Dataset Block Start
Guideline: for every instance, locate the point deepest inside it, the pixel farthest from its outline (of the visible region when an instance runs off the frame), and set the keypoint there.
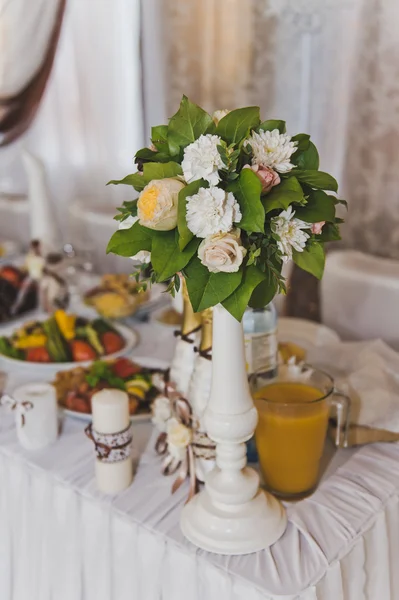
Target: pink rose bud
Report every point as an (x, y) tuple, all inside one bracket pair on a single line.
[(266, 176), (317, 227)]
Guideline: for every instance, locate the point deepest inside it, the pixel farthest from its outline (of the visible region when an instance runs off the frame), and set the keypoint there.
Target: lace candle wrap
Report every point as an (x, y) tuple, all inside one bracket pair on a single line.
[(111, 434), (35, 407)]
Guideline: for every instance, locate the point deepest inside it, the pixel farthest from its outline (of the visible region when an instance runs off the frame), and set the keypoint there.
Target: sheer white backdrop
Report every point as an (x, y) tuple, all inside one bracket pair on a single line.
[(330, 67)]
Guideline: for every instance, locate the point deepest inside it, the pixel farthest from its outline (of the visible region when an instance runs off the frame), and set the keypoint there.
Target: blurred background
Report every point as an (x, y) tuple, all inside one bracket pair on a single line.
[(82, 82)]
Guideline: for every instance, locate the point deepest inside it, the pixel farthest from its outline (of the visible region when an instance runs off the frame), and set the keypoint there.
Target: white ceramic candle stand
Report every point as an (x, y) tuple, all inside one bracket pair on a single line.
[(231, 515)]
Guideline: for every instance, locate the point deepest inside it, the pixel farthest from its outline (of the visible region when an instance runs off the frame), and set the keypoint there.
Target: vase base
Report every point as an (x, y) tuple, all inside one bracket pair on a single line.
[(233, 529)]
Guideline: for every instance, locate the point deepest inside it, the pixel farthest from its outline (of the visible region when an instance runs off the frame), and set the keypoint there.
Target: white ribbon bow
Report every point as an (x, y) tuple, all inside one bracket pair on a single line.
[(21, 408)]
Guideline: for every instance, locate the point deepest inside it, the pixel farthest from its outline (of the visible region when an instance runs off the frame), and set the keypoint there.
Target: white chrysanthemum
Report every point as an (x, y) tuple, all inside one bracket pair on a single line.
[(272, 149), (202, 160), (290, 233), (143, 256), (212, 210), (219, 114)]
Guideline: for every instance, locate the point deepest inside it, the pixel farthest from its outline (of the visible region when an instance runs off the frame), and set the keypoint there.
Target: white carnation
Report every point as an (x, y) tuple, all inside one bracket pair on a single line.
[(272, 149), (128, 223), (212, 210), (161, 412), (143, 256), (202, 160), (290, 233)]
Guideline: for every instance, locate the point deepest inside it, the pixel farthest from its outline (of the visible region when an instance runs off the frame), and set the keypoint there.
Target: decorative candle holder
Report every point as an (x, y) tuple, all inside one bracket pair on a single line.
[(231, 515), (111, 433)]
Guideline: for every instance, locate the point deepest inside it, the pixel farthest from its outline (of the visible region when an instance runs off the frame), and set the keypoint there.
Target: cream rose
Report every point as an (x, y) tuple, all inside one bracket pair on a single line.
[(178, 438), (266, 176), (222, 252), (157, 204), (219, 114), (143, 256)]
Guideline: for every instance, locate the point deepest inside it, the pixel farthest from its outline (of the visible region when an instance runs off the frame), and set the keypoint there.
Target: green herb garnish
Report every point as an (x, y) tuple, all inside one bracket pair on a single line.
[(101, 371)]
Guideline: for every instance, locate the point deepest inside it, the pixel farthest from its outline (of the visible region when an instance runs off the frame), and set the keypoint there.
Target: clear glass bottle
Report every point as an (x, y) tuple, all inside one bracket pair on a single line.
[(260, 336)]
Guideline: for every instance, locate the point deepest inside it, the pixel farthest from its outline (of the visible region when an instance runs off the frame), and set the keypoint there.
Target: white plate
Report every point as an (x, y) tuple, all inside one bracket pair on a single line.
[(130, 335), (151, 363), (10, 249), (307, 334)]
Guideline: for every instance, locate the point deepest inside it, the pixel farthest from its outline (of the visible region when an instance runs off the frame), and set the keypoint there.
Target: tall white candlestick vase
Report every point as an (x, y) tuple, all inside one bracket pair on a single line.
Dataset Block End
» **Problem to solve**
Every line of the data above is to be set down word for word, with the pictures left out.

» **Output**
Guideline: for every instance, locate the point deepest inside it, the pixel farthest from its outline (of the visible region when an instance runs off the frame), and set the keypoint there.
Target: pink rose bud
Report every point as an (x, y) tuple, all inside one bracket pair on a single line.
[(266, 176), (317, 227)]
Guideline: for every instance, locate the point deepest inside it, the pixel farthest from its outline (of the visible region when an instance runs off the frame), and set the keypoint there.
Target: lace candle wrap
Report every point as an (x, y) tuple, all inside one bracket pair on a single line.
[(111, 434), (35, 407)]
Guideline: for every instance, locate the point deepest inside it, the pixel farthest from its outline (of the visible region when an instance runs off the frame), and set the keypoint there.
Target: sheer white backdrop
Report every point as an (x, y) tuple, all inside one bracket pair on a single line.
[(330, 67)]
Guideline: for every instance, locate the point deepest inside it, the pixel farthest from its outline (of the visible region when an instance runs off the frame), and set the keypoint there.
Target: blurred background
Report every point as an (x, y) tuple, all inside one bracket pair on a single line.
[(82, 82)]
Guideline: for every instance, locate the point deepest inside it, the pixel farthest from its outline (of the visible region when an instance runs off the frame), and set the keypoint there.
Target: white ceramic candle stand
Report every point as an (x, y) tuple, all inside one bracket pair on a single line.
[(231, 515)]
Guideline: for every instance, locate the point deepest inside it, the pixel farthest from its outline (of the visible region when an instance runs off the frame), and set the keypoint there.
Target: vase base
Report every point as an (x, y) tuple, all inside one bracket pair on a single line.
[(233, 529)]
Guideline: for every instance, locate the point deepest inside it, the pixel farthest from its outline (of the visible region when an instance runs off the frame), and set the keypoint there.
Target: white ribbon bow
Report every point as an (x, y) tuple, all inside one bracket pair on a single line.
[(21, 408)]
Guideline: for every instance, locate the point deepest inside it, the pixel farthest from its outline (of the visible region when an instance runs off the frame), and set the keypoint there.
Target: white chrysanthemum
Report every point as an (x, y) tuple, all inside one bracket pair on a single line.
[(272, 149), (202, 160), (290, 233), (143, 256), (212, 210), (219, 114)]
Guideline: for every instance, locate the point deepest inside it, the pixel farthest from its outline (of the visible region when an instance runs off the frame), and set the keypoint there.
Target: white carnation
Report every point as an (x, y) tuple, all inside one bracket pair on a single line.
[(272, 149), (128, 223), (212, 210), (161, 412), (143, 256), (202, 160), (290, 233)]
Guideline: for every instance, locate the point deepest inside it, the pixel farthest from its outline (of the visible region when an instance runs off the frame), and set the keypoint there.
Target: decorative candle holder
Report every point as an (x, y) tuple, all inside one bracket pair on a single line.
[(231, 515), (111, 433)]
Guideline: for every instance, locate the point deepest inside it, the pixel farthest from its outline (of the visible region when an instance runs off the frame), and set the keypoint there.
Target: cream rose
Report every point as an (x, y) tuple, all inside one bracket pair on a single line.
[(178, 438), (266, 176), (222, 252), (157, 204), (219, 114), (143, 256)]
Guideline: for every instance, locate the point deepest inside it, the pixel farthest from its outline (of the visible region when an instance runs off the frame), and set the keypoint there.
Target: green herb garnish
Report every point as an (x, y) tuple, all inside one bracket pair on a single line.
[(101, 371)]
Guideline: for every instance, locate the point deepest inside it, the pixel farthest from its outline (of the visible region when an instance runs off the frame), and set the keypoint there.
Target: clear glass bottle
Report every point as an (x, y) tuple, all inside one bracket pair on a single line.
[(260, 336)]
Guideline: for every instance, locate the point deepest inside it, the pixel farthest from its outline (of the visible region when an instance runs off the frame), and set the keypoint there.
Target: white plate
Report every point as an (x, y) tuple, all inside one bracket pair on a single line.
[(130, 335), (151, 363), (10, 249), (307, 334)]
Guideline: for every instance, locate the point deepest inside it, the pixel farthest from its outline (of the visible region when an instance runs off the frame), and set the keypoint there.
Target: tall white candlestick vase
Report every point as an (x, y) tuple, all inside one bracket pair on a single line.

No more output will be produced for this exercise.